Source data:
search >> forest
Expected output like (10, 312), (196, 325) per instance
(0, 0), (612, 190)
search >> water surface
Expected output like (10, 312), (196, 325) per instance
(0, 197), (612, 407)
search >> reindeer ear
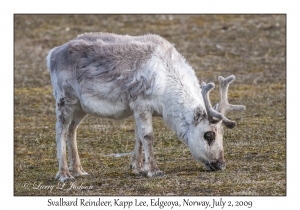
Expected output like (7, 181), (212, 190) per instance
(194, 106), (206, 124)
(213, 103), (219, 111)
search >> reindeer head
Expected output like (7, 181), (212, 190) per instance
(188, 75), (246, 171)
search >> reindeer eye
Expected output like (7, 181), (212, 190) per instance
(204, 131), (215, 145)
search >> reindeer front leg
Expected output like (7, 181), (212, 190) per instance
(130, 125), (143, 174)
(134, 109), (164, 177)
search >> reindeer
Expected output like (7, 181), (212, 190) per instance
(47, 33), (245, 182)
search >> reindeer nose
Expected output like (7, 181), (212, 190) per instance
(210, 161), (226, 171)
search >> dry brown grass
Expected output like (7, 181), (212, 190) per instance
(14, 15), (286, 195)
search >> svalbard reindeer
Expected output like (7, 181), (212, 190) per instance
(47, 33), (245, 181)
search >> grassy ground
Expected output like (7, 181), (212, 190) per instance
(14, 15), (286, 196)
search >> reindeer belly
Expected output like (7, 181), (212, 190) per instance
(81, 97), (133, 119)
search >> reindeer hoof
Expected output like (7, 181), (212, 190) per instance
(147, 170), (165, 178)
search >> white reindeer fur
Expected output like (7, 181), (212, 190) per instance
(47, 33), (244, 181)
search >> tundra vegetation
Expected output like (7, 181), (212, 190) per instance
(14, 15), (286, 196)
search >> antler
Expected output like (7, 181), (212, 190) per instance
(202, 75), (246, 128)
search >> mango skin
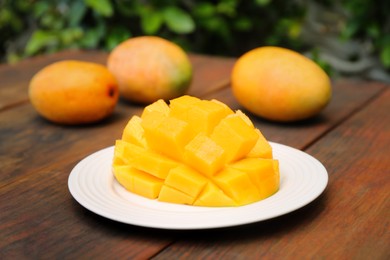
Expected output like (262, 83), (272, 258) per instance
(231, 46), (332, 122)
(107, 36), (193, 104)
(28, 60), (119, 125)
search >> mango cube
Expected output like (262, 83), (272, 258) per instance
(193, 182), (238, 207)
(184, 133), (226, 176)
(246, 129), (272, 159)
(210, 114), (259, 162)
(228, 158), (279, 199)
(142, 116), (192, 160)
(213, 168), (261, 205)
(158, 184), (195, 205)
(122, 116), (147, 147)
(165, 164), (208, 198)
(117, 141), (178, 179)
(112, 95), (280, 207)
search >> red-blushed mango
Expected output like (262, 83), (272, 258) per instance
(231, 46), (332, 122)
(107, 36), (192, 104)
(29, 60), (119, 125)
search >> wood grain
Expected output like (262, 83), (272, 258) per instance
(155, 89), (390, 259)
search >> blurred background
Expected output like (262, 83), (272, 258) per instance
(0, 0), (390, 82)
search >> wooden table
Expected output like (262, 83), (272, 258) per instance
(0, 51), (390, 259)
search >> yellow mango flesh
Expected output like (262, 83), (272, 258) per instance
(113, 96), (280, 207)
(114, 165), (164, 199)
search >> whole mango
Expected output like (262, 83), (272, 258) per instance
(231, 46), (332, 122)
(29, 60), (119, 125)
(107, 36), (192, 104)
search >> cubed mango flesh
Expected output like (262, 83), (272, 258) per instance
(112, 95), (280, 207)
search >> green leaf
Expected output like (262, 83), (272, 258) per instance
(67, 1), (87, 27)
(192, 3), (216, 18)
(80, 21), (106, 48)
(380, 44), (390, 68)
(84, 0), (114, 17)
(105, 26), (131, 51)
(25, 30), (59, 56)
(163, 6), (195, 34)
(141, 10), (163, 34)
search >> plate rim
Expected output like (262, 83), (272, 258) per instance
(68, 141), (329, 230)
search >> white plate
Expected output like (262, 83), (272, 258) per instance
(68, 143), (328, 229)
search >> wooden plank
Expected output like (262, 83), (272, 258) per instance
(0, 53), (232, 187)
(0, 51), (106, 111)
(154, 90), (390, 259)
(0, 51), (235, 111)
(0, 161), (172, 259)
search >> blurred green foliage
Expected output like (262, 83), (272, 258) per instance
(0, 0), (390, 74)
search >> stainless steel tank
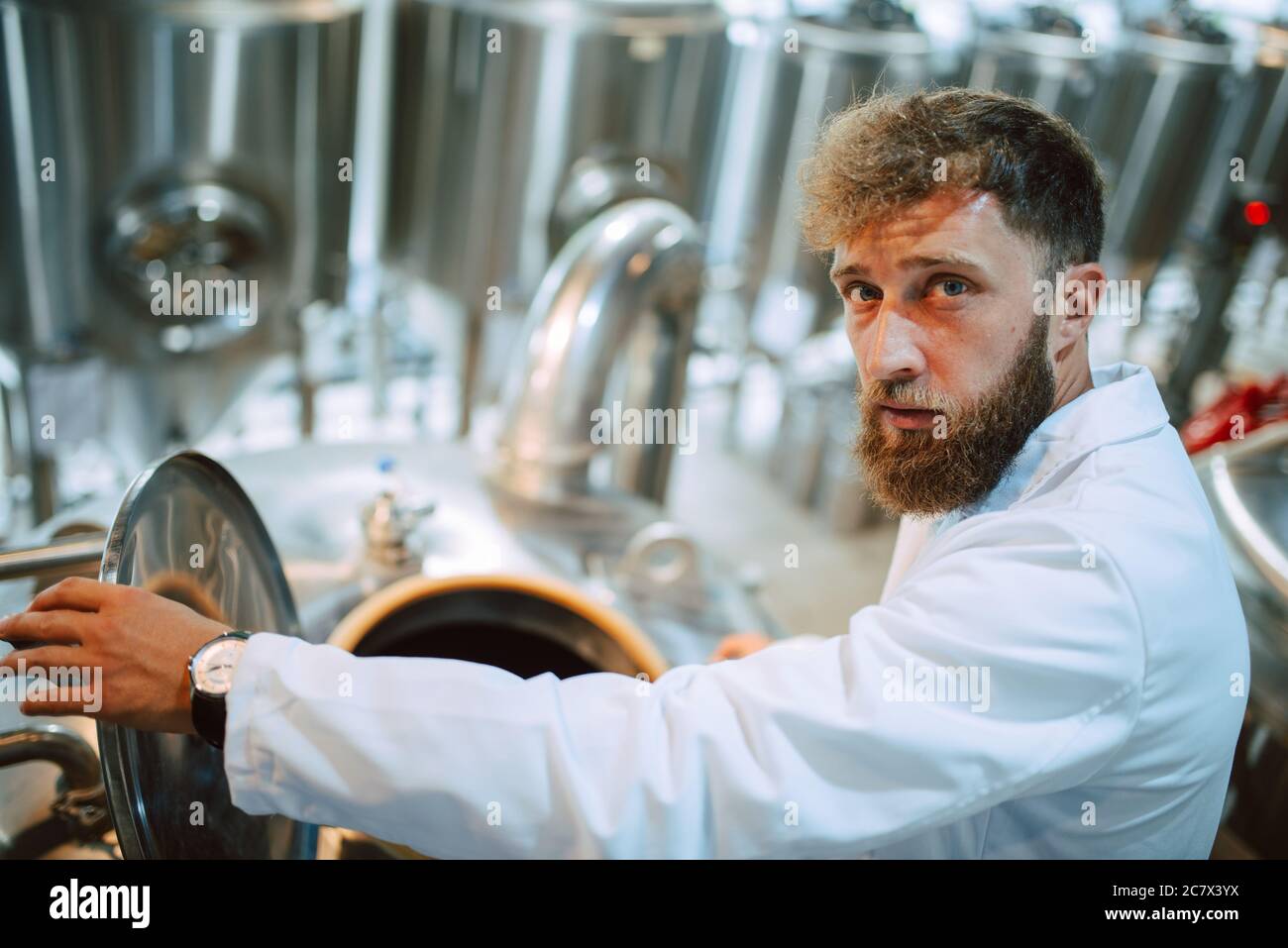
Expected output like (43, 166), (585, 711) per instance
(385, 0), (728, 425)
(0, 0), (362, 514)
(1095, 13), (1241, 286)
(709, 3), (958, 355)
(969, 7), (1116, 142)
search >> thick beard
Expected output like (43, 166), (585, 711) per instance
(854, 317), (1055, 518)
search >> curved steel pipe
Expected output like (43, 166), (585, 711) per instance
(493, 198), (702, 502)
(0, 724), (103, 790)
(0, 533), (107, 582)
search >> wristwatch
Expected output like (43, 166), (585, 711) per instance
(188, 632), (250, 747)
* * *
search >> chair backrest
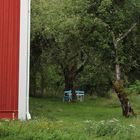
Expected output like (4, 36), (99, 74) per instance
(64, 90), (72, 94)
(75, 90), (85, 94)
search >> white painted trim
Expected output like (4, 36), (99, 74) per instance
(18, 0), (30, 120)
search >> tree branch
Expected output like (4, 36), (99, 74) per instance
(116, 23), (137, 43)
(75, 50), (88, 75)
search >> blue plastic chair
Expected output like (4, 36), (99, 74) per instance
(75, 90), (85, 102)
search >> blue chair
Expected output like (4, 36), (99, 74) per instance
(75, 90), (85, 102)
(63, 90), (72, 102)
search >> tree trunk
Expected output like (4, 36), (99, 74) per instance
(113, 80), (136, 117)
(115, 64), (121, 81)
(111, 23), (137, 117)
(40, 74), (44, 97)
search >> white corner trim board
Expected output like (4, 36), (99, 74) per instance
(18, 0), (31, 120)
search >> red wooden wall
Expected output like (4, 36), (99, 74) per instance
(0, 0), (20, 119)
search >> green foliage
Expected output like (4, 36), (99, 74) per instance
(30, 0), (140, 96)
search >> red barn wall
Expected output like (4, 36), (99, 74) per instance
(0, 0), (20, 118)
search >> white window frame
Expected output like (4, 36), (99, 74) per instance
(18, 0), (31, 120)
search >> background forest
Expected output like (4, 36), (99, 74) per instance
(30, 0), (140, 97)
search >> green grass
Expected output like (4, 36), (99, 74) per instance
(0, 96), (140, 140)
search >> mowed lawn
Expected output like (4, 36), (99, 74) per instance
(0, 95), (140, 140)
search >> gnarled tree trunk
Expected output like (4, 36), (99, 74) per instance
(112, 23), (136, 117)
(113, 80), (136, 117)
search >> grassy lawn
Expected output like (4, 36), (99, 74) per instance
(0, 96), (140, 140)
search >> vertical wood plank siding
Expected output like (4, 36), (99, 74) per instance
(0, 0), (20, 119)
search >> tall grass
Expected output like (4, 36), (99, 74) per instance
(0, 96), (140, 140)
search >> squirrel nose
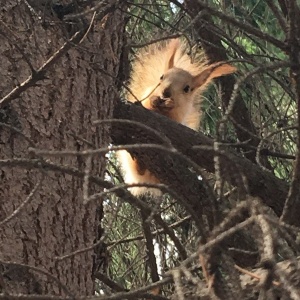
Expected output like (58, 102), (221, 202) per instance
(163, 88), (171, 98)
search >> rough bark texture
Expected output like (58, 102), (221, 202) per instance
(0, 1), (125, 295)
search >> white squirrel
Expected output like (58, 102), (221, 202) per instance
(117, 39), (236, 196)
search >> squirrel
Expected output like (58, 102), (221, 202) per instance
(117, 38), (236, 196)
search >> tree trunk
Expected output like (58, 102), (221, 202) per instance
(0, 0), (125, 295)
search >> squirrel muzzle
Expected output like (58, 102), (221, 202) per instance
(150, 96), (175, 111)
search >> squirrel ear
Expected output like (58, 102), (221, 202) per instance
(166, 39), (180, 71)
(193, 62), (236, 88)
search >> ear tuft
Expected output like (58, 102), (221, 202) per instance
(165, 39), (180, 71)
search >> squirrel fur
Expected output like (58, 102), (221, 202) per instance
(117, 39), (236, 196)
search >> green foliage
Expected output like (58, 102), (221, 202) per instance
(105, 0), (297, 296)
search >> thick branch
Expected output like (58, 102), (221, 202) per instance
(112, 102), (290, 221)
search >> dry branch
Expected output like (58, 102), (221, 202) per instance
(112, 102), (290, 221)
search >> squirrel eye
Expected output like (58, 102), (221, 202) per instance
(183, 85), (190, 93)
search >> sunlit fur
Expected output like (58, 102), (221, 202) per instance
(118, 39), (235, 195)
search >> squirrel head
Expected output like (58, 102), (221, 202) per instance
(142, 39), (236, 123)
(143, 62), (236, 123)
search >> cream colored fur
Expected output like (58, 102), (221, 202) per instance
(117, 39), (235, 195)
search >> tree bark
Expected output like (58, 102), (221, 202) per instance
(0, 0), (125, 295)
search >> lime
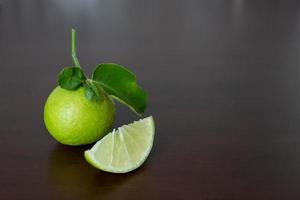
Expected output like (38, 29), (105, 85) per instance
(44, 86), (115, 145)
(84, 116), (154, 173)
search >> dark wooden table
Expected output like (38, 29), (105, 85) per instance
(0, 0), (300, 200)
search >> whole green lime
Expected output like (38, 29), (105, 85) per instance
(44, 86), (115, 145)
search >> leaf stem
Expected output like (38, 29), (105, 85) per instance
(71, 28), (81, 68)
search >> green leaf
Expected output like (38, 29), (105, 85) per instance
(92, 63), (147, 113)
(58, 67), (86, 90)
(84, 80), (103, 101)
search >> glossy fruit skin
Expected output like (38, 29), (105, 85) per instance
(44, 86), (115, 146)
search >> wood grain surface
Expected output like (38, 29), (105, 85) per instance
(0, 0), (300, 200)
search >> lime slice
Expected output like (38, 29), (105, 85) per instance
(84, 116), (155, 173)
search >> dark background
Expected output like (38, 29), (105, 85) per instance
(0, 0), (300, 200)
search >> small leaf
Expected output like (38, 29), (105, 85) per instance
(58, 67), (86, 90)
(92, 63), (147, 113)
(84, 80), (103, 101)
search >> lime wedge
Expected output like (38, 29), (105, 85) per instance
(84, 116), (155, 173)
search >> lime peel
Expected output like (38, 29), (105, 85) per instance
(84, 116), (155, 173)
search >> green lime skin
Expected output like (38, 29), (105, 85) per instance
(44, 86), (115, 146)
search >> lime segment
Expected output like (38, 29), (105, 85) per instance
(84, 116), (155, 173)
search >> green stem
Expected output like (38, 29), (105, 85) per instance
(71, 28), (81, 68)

Written exercise: Rescale the data from the line with "search >> wristwatch" up to and including the line with "(188, 632), (250, 747)". Reproduce every line in that span, multiplying only the answer coordinates by 2.05 and rounding each to a whole number with halves going up; leave all other numbers as they are.

Solved exercise:
search >> wristwatch
Expected output like (43, 166), (585, 711) per instance
(385, 1296), (513, 1531)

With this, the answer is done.